- **Excerpt to read**
▶

Right off the bad things didn't entirely go according to plan. Our plan was to fly out on Monday August 5, but on Sunday night I got a notification that our flight from DC to Phoenix had been canceled. After over an hour on hold with various operators and more than a couple profanities hurled at the computer it turned out that the hurricane in the Southeast had grounded most American Airlines planes and wreaked havoc with general air travel. Ultimately the only way for us to get into Arizona less than a full day late was to cancel the outgoing flight and cough up the extra money for a last-minute booking with Southwest that got us there that evening.
We had originally hoped to make it into Phoenix by midday and drive down to the Chiricahuas that afternoon, but with the flight changes it was 10:30 PM by the time we had arrived at the airport and secured our rental car. Obviously a four-hour drive to a campsite wasn't in the cards, so we instead stayed at a random hotel along I-10 about 2/3 of the way to. the Chiris. Even without driving the whole way we still didn't get to bed until 1:30 AM, which was 4:30 AM according to our internal clocks.

◀

- **Dataset rows**
▶

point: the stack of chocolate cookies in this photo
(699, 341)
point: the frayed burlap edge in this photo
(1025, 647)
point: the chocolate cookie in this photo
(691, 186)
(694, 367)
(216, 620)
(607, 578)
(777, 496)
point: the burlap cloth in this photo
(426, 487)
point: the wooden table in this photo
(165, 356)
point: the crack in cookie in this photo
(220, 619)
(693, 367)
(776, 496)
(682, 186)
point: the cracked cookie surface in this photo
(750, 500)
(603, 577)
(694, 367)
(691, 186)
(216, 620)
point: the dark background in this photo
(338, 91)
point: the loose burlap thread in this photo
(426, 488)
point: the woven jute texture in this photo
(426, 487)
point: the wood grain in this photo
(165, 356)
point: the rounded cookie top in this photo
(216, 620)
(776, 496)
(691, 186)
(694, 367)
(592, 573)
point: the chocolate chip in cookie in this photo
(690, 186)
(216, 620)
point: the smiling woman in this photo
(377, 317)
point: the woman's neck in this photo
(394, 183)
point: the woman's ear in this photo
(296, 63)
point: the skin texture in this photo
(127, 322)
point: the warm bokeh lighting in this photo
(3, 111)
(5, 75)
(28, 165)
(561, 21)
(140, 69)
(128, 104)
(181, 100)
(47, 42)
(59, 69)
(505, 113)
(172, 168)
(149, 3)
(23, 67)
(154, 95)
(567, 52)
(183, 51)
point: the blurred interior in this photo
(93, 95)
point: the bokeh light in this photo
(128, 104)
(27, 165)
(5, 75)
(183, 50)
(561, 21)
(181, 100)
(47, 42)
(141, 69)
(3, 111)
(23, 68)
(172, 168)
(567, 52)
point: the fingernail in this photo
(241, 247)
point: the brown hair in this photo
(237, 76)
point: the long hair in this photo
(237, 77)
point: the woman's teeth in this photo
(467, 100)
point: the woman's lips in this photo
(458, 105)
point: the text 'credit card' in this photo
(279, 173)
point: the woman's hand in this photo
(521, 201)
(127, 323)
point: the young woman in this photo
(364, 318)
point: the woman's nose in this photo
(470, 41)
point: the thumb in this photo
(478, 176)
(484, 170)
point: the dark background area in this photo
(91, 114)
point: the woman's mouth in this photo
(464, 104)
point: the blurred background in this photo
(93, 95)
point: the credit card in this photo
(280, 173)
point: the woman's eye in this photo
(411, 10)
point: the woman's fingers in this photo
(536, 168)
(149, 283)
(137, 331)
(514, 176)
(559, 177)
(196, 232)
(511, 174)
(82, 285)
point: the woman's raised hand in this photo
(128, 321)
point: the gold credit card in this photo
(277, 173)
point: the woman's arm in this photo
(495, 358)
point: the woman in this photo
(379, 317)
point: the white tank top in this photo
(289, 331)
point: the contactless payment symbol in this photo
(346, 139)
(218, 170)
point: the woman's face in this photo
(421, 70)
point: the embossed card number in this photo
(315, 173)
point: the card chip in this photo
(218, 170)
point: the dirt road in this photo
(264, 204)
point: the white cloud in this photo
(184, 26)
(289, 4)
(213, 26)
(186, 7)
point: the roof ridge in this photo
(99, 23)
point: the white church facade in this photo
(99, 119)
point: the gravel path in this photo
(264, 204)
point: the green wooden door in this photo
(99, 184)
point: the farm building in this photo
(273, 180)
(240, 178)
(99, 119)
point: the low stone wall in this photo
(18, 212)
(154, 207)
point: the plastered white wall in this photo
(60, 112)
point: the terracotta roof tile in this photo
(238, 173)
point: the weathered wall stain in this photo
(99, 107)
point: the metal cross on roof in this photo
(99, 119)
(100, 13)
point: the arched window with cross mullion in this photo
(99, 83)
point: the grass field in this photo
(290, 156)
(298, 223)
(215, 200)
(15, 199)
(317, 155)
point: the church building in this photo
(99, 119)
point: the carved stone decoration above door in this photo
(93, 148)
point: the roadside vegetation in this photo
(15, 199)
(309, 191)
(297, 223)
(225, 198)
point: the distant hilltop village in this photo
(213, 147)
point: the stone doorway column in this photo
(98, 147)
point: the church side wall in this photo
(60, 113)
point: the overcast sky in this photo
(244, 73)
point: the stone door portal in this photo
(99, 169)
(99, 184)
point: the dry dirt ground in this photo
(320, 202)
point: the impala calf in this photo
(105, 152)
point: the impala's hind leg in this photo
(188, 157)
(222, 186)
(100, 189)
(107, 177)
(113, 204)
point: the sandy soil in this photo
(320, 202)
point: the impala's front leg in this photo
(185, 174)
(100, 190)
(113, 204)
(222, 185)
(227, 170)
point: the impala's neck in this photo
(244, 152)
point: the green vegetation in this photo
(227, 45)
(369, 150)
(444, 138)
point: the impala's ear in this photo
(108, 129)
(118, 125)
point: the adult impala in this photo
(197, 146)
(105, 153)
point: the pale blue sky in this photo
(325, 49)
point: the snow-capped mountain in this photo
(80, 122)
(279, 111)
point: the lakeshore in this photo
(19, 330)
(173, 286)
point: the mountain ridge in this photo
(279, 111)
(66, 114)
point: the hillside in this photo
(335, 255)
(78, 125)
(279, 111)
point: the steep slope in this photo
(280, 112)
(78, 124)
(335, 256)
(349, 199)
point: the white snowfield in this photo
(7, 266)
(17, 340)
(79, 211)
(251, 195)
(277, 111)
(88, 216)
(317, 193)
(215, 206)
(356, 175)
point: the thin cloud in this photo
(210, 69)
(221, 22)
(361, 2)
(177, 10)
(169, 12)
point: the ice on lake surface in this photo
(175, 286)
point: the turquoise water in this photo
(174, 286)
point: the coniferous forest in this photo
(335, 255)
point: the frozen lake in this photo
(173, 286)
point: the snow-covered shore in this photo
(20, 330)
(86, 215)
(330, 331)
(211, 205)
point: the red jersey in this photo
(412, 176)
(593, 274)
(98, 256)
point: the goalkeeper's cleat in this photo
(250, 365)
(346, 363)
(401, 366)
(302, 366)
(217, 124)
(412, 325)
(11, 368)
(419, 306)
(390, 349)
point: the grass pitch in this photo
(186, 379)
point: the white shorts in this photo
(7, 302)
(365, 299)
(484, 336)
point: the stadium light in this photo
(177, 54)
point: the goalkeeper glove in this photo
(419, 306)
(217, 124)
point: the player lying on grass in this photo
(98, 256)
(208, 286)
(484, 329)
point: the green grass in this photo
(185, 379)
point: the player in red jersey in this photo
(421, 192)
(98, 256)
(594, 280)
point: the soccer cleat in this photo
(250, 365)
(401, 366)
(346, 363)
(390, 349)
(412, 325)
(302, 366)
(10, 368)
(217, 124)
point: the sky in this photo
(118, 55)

◀

- **Direction 1**
Rewrite the trip account starting at "Right off the" and ending at "there that evening.", changing "hurricane" to "tropical storm".
- **Direction 2**
In the trip account, what time was it when the travelers had reached the airport and secured their rental car?
- **Direction 3**
Extend the trip account by writing what comes after its final sentence.

- **Response 1**
Right off the bad things didn't entirely go according to plan. Our plan was to fly out on Monday August 5, but on Sunday night I got a notification that our flight from DC to Phoenix had been canceled. After over an hour on hold with various operators and more than a couple profanities hurled at the computer it turned out that the tropical storm in the Southeast had grounded most American Airlines planes and wreaked havoc with general air travel. Ultimately the only way for us to get into Arizona less than a full day late was to cancel the outgoing flight and cough up the extra money for a last-minute booking with Southwest that got us there that evening.

- **Response 2**
10:30 PM

- **Response 3**
Tuesday morning we were still up at the crack of dawn, since we now only had one full day in the Chiris and wanted to make the most of it. We stopped at a supermarket to pick up some food and drinks, then drove the rest of the way to the Sunny Flats campground where everyone was staying. The drive in the daytime was stunning, especially as we drew nearer to the mountains. The Chiricahua Mountains are one of the many isolated mountains in the Southwest that form sky islands, areas of cooler and wetter climates rising above the desert. There are very few drives more interesting than those going up sky island mountain ranges: beginning with hot desert and then climbing through dry scrub, deciduous woodlands, pine-oak forest, and then finally high-elevation pine forests. The drive up the Chiris is particularly good, as the road above the little town of Portal goes straight up the Cave Creek Canyon, with the canyon walls rising dramatically on either side.
Despite its name the Sunny Flats Campground was surprisingly cool and shady, located next to a dry creek bed in the middle of Cave Creek Canyon. The other Co-op folks were still out on their morning birding outing so we walked around the campsite a bit to stretch our legs and see some birds. To my surprise one of the first birds of the day was an Arizona Woodpecker feeding at eye level near the campsite bathroom- a bird I'd missed completely my first visit to the state and got as a lifer only last year. There were also lots of Acorn Woodpeckers around and a little group of Oak Titmice feeding in the trees. Spotted Towhees were calling incessantly the whole morning, although they were much harder to see.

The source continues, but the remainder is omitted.